# Start of Material to process
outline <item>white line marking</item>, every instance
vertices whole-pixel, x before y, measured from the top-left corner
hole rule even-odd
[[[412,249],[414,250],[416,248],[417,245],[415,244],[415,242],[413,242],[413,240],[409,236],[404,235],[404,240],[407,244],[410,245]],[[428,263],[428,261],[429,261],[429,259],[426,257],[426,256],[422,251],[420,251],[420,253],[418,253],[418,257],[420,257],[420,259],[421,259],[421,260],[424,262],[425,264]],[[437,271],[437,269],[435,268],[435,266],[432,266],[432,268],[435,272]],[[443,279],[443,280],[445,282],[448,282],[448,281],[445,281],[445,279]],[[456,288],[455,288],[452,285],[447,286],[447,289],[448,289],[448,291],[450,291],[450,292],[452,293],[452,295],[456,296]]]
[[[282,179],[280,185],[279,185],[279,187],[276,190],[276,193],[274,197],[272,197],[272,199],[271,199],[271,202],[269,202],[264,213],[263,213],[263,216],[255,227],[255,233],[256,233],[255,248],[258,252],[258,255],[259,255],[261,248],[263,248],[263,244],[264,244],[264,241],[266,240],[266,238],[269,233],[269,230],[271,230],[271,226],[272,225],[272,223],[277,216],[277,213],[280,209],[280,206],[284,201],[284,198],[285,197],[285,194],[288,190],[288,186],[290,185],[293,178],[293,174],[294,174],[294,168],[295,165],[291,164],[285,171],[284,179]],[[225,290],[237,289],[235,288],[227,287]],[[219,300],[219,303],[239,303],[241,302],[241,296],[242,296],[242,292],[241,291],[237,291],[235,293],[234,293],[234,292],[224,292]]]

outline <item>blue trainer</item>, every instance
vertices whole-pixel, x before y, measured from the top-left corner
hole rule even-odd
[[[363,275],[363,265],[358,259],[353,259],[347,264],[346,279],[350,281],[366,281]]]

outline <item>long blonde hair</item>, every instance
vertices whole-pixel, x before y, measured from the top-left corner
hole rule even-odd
# End of Material to process
### What you should do
Format every line of the listing above as a JSON list of strings, one string per line, leaving out blank lines.

### Exercise result
[
  "outline <item>white line marking</item>, every instance",
  "vertices whole-pixel, x before y, measured from the top-left corner",
  "hole rule even-odd",
  "[[[412,249],[414,250],[416,248],[417,245],[415,244],[415,242],[413,242],[413,240],[409,236],[404,235],[404,240],[407,244],[410,245]],[[428,263],[428,261],[429,261],[429,259],[426,257],[426,256],[422,251],[420,251],[420,253],[418,253],[418,257],[420,257],[420,259],[421,259],[421,260],[424,262],[425,264]],[[437,271],[437,269],[435,268],[435,266],[432,266],[432,268],[435,272]],[[443,279],[443,280],[445,282],[448,282],[448,281],[445,281],[445,279]],[[456,288],[455,288],[452,285],[447,286],[447,289],[448,289],[448,291],[450,291],[450,292],[452,293],[452,295],[456,296]]]",
  "[[[282,179],[280,185],[279,185],[279,187],[276,190],[276,193],[274,197],[272,197],[272,199],[271,199],[271,202],[269,202],[264,213],[263,213],[263,216],[255,227],[255,233],[256,233],[255,248],[258,252],[258,255],[259,255],[261,248],[263,248],[263,244],[264,244],[264,241],[266,240],[266,238],[269,233],[269,230],[271,230],[271,226],[272,225],[272,223],[277,216],[277,213],[280,209],[280,206],[284,201],[284,198],[285,197],[285,194],[288,190],[288,186],[290,185],[293,178],[293,174],[294,174],[294,168],[295,165],[291,164],[285,171],[284,179]],[[225,290],[237,289],[235,288],[227,287]],[[219,300],[219,303],[239,303],[241,302],[241,296],[242,296],[242,292],[241,291],[237,291],[235,293],[234,293],[234,292],[224,292]]]",
  "outline <item>blue trainer</item>, every instance",
  "vertices whole-pixel, x before y, measured from the top-left corner",
  "hole rule even-odd",
  "[[[363,275],[363,265],[358,259],[353,259],[347,264],[346,279],[350,281],[366,281]]]",
  "outline <item>long blonde hair</item>, every instance",
  "vertices whole-pixel, x before y, measured from the top-left corner",
  "hole rule even-odd"
]